◆ AVAILABLE DATA ◆
'''
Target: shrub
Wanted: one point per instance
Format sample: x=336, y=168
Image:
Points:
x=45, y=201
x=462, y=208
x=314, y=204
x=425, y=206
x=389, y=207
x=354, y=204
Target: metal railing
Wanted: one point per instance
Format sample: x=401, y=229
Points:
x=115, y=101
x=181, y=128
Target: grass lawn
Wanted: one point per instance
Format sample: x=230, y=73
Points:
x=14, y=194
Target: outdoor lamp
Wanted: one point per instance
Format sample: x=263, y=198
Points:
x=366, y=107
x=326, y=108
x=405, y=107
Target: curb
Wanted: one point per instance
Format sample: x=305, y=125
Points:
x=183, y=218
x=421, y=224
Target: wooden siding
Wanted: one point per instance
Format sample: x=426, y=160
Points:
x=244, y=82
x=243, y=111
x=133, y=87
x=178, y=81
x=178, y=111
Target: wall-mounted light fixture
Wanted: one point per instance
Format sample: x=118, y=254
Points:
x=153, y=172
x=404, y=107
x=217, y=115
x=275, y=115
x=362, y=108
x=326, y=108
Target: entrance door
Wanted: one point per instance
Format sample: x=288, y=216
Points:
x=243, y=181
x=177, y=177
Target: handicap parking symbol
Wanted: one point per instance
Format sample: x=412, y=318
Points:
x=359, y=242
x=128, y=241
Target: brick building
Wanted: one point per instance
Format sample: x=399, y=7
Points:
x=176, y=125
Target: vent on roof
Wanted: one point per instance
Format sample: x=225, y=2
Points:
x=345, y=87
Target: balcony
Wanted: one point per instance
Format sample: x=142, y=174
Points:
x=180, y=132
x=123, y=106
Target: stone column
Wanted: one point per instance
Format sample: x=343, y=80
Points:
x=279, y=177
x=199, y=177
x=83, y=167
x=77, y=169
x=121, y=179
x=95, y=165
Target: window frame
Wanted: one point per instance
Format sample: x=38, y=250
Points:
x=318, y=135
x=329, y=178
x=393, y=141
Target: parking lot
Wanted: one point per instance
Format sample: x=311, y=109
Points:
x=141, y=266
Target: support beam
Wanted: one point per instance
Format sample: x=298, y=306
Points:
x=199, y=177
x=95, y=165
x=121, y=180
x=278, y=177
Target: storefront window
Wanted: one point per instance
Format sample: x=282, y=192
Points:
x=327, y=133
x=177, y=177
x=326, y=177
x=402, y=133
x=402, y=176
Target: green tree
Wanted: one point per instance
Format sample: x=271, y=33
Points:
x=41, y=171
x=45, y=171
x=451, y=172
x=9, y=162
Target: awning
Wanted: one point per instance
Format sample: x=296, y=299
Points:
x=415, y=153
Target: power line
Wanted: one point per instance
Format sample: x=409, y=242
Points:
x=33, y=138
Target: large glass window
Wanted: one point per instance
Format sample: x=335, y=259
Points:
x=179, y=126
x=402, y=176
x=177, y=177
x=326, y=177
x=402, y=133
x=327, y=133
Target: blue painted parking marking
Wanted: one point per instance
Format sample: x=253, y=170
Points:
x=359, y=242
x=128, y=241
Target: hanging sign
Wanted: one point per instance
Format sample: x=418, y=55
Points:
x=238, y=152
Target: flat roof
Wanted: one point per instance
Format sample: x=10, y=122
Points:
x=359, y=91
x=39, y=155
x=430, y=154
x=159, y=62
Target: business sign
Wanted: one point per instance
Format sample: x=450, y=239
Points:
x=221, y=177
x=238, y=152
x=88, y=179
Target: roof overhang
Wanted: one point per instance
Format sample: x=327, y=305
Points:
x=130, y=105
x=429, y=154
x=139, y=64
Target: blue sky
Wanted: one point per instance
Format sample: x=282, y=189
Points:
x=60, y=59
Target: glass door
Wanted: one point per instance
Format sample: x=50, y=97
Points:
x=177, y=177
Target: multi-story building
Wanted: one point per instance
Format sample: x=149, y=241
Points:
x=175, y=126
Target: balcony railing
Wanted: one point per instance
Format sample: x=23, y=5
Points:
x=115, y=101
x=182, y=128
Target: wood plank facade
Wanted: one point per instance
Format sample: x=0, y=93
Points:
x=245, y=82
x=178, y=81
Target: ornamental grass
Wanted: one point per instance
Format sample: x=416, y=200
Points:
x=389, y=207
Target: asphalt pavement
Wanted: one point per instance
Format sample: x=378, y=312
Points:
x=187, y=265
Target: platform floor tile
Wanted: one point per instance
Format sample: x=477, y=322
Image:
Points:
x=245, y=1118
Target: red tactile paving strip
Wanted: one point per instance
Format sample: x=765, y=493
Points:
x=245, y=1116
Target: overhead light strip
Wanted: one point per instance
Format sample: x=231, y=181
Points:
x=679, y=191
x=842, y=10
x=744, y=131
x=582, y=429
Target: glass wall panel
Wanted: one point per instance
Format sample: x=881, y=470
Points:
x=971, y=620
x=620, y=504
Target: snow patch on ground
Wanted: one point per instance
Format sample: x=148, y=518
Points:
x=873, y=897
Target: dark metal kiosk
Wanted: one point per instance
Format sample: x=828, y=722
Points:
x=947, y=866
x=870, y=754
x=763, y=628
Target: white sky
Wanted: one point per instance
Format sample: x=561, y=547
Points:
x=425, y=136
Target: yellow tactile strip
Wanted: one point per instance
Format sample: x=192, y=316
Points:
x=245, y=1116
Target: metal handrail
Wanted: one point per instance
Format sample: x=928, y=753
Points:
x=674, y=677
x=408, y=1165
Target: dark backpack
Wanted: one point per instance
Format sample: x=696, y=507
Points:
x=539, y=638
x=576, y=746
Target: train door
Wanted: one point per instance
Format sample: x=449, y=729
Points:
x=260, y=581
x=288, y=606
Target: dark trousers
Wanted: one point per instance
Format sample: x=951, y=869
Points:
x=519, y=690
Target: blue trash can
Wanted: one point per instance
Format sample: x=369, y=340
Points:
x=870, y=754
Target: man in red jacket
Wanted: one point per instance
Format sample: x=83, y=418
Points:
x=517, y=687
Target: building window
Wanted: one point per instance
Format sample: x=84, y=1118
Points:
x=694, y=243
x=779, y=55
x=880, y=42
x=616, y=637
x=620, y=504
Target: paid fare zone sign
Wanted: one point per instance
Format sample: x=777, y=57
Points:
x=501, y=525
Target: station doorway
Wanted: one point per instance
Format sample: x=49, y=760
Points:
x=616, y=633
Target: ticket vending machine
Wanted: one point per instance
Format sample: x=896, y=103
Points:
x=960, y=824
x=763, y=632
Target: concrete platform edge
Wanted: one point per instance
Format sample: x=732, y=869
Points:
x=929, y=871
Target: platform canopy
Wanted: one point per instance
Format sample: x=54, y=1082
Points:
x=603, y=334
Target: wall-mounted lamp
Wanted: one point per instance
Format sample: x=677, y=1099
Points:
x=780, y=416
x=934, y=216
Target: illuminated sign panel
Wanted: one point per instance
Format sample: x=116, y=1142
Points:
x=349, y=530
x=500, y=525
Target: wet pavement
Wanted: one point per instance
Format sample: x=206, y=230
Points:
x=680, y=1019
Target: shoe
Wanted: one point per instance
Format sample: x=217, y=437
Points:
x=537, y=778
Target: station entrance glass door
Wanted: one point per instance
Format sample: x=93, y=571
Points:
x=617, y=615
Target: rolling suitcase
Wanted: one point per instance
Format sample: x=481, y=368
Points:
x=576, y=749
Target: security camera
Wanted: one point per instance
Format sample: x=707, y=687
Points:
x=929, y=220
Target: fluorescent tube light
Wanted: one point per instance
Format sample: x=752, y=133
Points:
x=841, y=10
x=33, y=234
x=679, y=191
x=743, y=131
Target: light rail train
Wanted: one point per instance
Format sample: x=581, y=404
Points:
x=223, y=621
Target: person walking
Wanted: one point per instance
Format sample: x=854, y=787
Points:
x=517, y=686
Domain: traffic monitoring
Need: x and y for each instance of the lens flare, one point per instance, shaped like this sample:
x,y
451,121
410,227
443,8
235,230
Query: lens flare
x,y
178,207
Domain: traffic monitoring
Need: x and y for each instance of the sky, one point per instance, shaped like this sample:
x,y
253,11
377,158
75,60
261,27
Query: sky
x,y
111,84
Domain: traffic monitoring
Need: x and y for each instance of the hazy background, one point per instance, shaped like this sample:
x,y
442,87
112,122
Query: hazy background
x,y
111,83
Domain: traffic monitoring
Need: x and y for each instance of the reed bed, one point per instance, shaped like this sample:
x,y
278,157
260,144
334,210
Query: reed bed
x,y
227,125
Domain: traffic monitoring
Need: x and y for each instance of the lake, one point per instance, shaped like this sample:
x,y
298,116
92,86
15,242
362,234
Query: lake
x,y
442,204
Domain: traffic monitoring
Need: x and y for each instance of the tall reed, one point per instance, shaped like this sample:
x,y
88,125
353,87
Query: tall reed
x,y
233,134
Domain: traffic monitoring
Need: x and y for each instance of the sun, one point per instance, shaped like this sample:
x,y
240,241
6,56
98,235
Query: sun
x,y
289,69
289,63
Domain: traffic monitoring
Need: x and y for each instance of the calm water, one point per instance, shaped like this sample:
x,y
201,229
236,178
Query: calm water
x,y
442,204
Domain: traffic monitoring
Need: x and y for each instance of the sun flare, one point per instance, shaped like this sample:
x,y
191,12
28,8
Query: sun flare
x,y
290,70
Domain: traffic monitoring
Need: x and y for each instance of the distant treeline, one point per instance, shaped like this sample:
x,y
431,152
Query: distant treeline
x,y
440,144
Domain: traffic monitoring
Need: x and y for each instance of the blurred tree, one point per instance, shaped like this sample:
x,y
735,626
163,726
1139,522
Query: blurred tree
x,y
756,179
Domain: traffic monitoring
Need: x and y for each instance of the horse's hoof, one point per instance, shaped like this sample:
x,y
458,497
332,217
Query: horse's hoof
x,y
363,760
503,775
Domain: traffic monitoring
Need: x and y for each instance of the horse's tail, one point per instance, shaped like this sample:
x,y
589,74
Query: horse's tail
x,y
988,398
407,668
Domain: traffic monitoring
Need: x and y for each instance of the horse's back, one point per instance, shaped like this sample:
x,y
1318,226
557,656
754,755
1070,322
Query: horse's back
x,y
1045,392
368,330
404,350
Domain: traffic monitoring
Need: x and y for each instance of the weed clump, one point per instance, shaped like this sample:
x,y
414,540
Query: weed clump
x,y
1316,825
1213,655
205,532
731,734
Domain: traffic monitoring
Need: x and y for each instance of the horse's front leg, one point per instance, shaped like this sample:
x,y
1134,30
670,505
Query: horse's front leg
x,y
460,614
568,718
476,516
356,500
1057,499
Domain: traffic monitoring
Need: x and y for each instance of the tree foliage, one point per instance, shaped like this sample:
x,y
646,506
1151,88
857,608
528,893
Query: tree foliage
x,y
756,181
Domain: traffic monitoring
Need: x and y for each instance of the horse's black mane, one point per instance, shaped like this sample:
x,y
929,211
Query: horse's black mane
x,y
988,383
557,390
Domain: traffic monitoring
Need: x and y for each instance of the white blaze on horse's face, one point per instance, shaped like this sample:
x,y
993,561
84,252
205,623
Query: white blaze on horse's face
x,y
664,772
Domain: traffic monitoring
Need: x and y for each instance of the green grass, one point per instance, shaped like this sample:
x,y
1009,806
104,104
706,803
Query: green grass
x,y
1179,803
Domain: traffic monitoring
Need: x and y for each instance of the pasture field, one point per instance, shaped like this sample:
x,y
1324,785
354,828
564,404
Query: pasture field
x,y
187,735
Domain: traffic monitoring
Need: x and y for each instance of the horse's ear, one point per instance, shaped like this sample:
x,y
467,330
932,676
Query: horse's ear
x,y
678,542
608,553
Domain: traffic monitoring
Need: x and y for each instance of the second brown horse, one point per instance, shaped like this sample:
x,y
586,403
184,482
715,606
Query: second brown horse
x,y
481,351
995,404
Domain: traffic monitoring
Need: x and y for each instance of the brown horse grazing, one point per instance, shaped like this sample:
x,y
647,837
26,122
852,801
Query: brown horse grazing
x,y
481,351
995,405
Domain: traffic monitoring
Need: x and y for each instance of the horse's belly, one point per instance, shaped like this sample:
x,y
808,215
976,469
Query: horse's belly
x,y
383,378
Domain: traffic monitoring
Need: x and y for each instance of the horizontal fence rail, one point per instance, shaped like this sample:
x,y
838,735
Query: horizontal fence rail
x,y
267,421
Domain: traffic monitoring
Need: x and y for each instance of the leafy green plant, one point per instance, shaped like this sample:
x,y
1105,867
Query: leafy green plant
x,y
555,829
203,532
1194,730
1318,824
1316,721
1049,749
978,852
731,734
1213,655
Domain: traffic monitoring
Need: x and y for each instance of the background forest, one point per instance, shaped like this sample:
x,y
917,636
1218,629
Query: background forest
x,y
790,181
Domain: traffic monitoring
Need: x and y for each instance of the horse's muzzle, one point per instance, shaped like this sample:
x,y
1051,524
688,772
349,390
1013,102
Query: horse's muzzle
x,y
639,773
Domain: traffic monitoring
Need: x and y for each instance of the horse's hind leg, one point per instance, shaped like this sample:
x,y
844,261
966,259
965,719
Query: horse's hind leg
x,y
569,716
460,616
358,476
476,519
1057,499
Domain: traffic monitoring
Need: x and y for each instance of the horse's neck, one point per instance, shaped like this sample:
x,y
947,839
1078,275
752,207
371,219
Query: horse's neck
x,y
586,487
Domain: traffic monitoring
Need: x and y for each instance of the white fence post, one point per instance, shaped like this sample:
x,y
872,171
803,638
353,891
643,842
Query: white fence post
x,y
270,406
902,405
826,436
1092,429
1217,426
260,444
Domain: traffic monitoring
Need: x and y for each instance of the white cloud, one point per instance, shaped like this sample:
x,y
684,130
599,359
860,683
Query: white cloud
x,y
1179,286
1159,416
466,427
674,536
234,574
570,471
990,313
'''
◆ TASK OBJECTIVE ◆
Rewrite every line from the one with "Target: metal handrail" through the one with "x=576, y=746", both included, and shift each x and y value in the answer points by -65. Leave the format samples unchanged.

◆ RESULT OF THE EXERCISE ◆
Target: metal handrail
Wanted: one point per instance
Format sample: x=928, y=753
Points:
x=609, y=612
x=343, y=1100
Target: dark backpack
Wanted: one point per instance
Format sample: x=696, y=507
Points:
x=474, y=573
x=511, y=681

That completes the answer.